What is being asked: Apart from the pictures, the listing is to be returned exactly.

Data supplied:
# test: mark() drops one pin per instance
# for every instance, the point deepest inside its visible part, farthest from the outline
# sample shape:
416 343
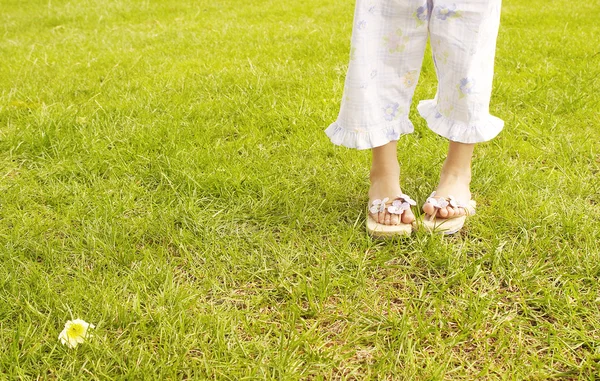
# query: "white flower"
406 198
74 333
378 205
453 202
398 207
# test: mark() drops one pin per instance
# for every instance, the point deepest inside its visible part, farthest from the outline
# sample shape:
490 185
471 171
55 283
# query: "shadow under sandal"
449 225
396 206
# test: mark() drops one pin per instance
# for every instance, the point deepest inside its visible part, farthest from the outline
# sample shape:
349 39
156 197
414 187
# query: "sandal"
396 206
449 225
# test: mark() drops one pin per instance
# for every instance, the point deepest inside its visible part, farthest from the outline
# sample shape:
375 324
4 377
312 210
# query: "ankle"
387 170
460 173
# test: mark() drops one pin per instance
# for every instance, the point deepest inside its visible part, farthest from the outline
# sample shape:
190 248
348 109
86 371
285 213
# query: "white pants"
388 44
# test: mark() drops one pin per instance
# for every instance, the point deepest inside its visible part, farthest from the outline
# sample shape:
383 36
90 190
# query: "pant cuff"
483 129
368 137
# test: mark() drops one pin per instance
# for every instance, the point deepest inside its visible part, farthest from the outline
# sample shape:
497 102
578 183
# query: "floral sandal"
449 225
397 206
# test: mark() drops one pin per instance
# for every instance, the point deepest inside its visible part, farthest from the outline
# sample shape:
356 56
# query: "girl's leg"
388 43
463 41
385 176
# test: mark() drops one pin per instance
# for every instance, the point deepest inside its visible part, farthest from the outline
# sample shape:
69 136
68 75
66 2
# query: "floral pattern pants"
388 45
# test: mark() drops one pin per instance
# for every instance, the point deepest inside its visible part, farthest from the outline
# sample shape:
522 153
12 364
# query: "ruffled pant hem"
368 138
482 130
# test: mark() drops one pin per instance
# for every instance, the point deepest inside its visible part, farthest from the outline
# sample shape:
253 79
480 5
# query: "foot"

Output below:
# test: mark() drops one pin per instance
# for every instance, the point deepest inside its visible part, farthest from the outline
# sample shape:
416 343
# query: "white flower"
406 198
74 333
378 205
453 202
398 207
# test: mark() drops one pin per instance
# for every instance, the point deepest inside its visible part, farthest from the outline
# sample shape:
490 185
471 171
55 283
# query: "shadow under sandal"
449 225
396 206
# test: mark() drops one pin per instance
# for every instance, the point deepest inside its visible part, farthest from the outline
# sample shape:
349 39
156 197
414 187
# query: "sandal"
396 206
449 225
# test: mark() drops one pin per instance
# for every instance, the point deepest inside its visible part, farthest from the outline
# sample shape:
375 324
4 377
312 210
# query: "ankle"
387 170
460 173
# test: mark() drops one pin per instance
# for every instance, the point deepest inside its visible part, farthest from the outline
# sample shape:
190 248
348 109
86 371
285 213
# query: "white pants"
388 44
# test: mark() drops one pin per instance
# for every instance, the point deepest inside its visible part, farthest from the outline
# sample shape:
383 36
90 190
# query: "pant cuff"
483 129
368 137
# test: mark() drops one pin per instance
# for every instance, the point deepest inside its visible part, farthest from the outline
# sample shape:
497 102
578 183
# query: "floral sandal"
449 225
397 206
# test: mark() drops one pin per instance
# for every instance, the point deepest inside its visible part, farthest from the outline
# sample shape:
356 56
# query: "girl's leg"
388 43
463 41
385 176
# test: mark() drops one pin per instance
# for every instance, the point deepest inside its visible part, farthest from the outline
# sample shape:
69 136
68 75
66 2
# query: "floral pattern pants"
388 45
# test: mark() drops one pin per instance
# for every instance, the point deepest inside its visible part, farthest from the outline
# sample shape:
522 153
12 364
# query: "ruffled pant hem"
368 138
482 130
# test: mark() drops one pin per instance
# for every instance, the point deepest inside its visible part, farthest from the outline
# sample shape:
253 79
480 5
# query: "foot"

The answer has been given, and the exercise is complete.